:: EXCERPTED TEXT
The page you linked doesn't mention PPI or DPI at all. From what I can see from a quick search, viewing low-res images strains the eyes but I'm not sure how that relates to pure text.

It also specifically mentions glare and reflection being part of the problem, something eInk displays are better at than normal displays IMHO, because they don't project light at your eyes.

Do you have any links to "the science" here? Because a quick search seems to pull up a few things supporting less eyestrain from eInk than other screens, regardless of resolution. For example - https://pubmed.ncbi.nlm.nih.gov/24386252/


Low res rendered on a low DPI/PPI screen causes your eyes to strain. I will link you later.


Please do!

I hope that whatever you link to takes into account different screen technologies too - I can understand that it makes a difference on back-lit LCD monitors, but I'm going to take more convincing that the same necessarily applies to eInk tablets, as that would contradict personal experience as well as other material I've seen.
::::
:: DATASET EXTRACT
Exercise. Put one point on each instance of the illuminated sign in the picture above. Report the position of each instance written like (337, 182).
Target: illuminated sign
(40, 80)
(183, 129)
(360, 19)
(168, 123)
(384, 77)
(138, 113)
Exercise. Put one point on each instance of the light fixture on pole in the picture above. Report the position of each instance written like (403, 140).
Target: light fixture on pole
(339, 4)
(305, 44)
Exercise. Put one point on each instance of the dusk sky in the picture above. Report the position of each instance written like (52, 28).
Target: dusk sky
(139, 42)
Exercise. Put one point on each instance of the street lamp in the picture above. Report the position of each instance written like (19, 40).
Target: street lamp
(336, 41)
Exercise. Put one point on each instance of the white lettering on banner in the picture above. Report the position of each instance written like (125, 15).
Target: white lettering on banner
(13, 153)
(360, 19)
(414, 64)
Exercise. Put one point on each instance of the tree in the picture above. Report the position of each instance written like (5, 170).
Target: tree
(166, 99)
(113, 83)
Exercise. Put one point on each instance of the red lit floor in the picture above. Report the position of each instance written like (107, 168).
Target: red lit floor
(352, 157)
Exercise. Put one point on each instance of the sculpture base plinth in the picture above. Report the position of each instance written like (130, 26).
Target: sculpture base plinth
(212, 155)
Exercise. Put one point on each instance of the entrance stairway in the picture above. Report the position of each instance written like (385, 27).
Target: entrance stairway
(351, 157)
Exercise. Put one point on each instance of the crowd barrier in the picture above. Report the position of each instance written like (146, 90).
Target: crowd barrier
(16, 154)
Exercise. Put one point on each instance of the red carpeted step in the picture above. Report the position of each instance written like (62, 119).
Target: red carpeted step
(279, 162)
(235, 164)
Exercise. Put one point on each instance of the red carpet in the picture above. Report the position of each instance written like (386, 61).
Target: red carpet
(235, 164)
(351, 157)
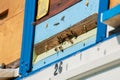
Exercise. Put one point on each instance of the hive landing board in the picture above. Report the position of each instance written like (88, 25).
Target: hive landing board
(66, 31)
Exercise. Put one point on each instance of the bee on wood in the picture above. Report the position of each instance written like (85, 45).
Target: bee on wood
(74, 34)
(85, 29)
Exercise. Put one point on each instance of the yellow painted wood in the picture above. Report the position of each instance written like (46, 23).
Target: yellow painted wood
(113, 3)
(66, 45)
(42, 9)
(11, 31)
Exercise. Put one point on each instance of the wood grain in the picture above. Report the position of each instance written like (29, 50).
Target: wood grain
(56, 6)
(66, 35)
(113, 3)
(11, 31)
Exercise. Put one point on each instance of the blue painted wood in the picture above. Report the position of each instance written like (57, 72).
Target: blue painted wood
(102, 28)
(111, 13)
(27, 42)
(66, 52)
(72, 15)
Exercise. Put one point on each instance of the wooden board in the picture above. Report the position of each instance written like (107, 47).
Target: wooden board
(11, 31)
(66, 35)
(57, 6)
(113, 3)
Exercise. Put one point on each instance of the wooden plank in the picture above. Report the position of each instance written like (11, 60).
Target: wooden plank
(113, 3)
(11, 31)
(66, 35)
(56, 6)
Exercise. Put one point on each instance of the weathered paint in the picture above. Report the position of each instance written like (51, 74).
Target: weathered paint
(75, 15)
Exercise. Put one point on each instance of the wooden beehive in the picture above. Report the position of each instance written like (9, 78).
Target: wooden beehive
(11, 30)
(113, 3)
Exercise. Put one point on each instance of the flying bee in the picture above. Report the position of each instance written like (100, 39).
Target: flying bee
(56, 24)
(56, 49)
(61, 48)
(74, 34)
(85, 29)
(62, 19)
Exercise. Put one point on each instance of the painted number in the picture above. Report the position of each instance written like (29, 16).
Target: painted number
(58, 68)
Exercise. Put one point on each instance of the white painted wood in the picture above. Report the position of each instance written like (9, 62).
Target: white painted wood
(8, 73)
(99, 57)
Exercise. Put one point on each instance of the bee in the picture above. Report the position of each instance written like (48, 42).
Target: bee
(87, 3)
(62, 19)
(56, 49)
(56, 24)
(85, 29)
(74, 34)
(61, 48)
(46, 25)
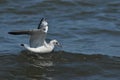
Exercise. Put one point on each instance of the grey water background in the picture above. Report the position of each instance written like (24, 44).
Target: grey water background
(89, 31)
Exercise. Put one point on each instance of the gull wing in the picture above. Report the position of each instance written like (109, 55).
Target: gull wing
(37, 38)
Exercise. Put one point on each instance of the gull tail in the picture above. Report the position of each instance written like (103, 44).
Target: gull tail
(19, 32)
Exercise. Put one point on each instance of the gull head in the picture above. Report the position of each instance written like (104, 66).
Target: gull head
(55, 43)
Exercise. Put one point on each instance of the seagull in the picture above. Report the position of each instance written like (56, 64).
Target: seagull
(37, 43)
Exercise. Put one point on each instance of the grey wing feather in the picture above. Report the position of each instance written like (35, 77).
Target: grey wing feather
(37, 38)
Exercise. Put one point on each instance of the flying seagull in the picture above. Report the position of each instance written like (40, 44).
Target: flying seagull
(37, 38)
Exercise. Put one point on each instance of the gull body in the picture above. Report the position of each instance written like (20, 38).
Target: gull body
(37, 39)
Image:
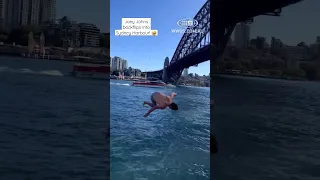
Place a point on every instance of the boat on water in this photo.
(93, 71)
(149, 83)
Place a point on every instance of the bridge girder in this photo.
(190, 41)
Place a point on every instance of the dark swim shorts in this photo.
(152, 100)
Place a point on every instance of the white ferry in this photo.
(149, 83)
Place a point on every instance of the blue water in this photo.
(51, 125)
(167, 144)
(266, 129)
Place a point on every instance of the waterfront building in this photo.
(30, 12)
(124, 64)
(14, 8)
(2, 13)
(48, 11)
(185, 72)
(89, 35)
(242, 35)
(119, 64)
(276, 43)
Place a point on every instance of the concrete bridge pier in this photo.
(164, 73)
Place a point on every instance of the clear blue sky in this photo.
(299, 22)
(148, 53)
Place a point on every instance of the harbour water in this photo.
(52, 127)
(51, 124)
(167, 144)
(266, 129)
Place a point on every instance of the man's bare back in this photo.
(161, 101)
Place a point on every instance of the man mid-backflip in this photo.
(161, 101)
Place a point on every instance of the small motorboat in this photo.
(149, 83)
(94, 71)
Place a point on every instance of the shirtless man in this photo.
(161, 101)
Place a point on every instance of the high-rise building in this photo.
(89, 35)
(3, 12)
(124, 64)
(118, 64)
(14, 13)
(276, 43)
(242, 35)
(30, 12)
(185, 72)
(48, 11)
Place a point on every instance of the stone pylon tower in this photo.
(42, 42)
(164, 73)
(30, 43)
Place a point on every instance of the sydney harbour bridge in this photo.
(195, 48)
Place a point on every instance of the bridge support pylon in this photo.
(164, 73)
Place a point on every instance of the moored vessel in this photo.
(93, 71)
(149, 83)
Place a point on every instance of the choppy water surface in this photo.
(51, 124)
(167, 144)
(266, 129)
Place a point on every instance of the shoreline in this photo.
(50, 59)
(262, 77)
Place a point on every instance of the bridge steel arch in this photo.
(190, 41)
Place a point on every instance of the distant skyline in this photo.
(85, 11)
(298, 22)
(148, 53)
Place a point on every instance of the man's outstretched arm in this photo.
(154, 108)
(151, 110)
(173, 94)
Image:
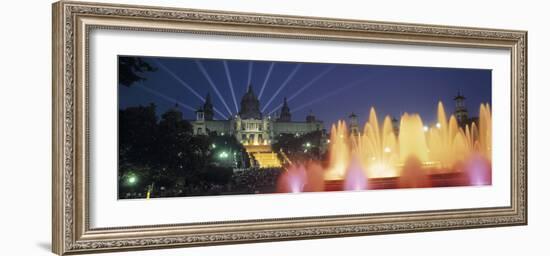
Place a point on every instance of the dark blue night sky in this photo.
(330, 91)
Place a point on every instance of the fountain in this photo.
(444, 154)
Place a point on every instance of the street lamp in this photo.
(131, 179)
(223, 155)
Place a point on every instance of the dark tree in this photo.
(137, 134)
(131, 69)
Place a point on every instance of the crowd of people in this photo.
(248, 181)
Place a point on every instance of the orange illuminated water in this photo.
(415, 152)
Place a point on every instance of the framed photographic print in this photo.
(178, 127)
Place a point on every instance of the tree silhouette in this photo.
(130, 70)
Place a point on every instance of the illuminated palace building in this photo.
(255, 130)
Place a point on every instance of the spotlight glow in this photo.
(209, 79)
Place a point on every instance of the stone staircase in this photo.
(264, 155)
(267, 159)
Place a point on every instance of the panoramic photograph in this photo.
(210, 127)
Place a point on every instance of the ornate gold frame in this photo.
(72, 21)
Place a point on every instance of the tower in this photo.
(285, 115)
(208, 108)
(250, 106)
(353, 125)
(461, 113)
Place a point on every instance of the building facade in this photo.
(250, 126)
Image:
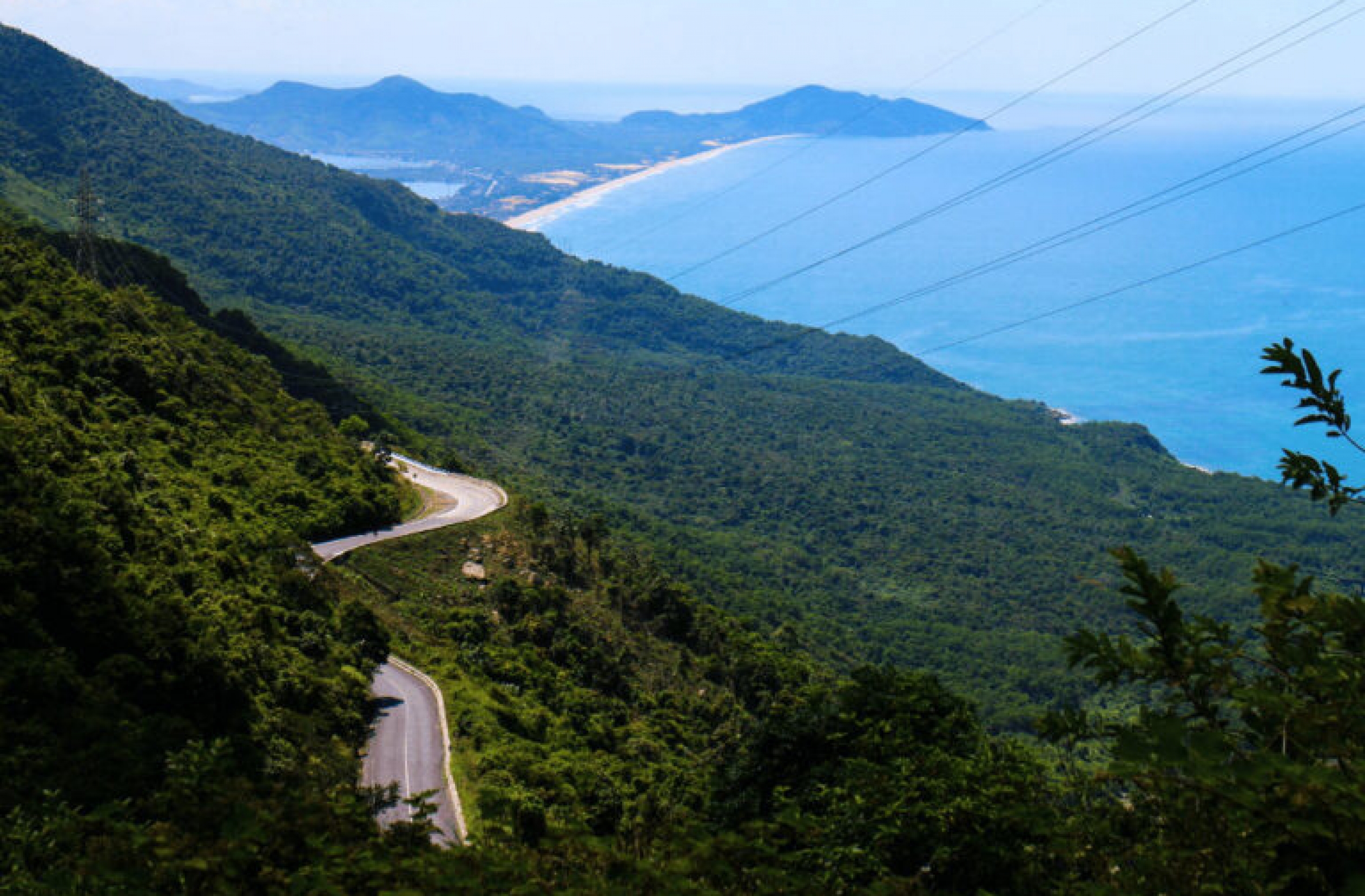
::::
EXERCISE REQUIREMENTS » Extend the forum exchange about eInk screens and eyestrain, picking up after its last sentence.

EXPECTED ANSWER »
Contrast varies a lot between devices. I haven't received my ReMarkable yet but it is a custom panel, supposedly better contrast than the average screen, and being fully matte probably helps.


The contrast is a problem of eink screens. There is not much besides grayscale. That is why even if it's 1080 it looks like crap compared to an LCD at 720.


> Eye strain was the first reason they said eink was good for eye strain

This is tautological. Do you mean 'front lighting'?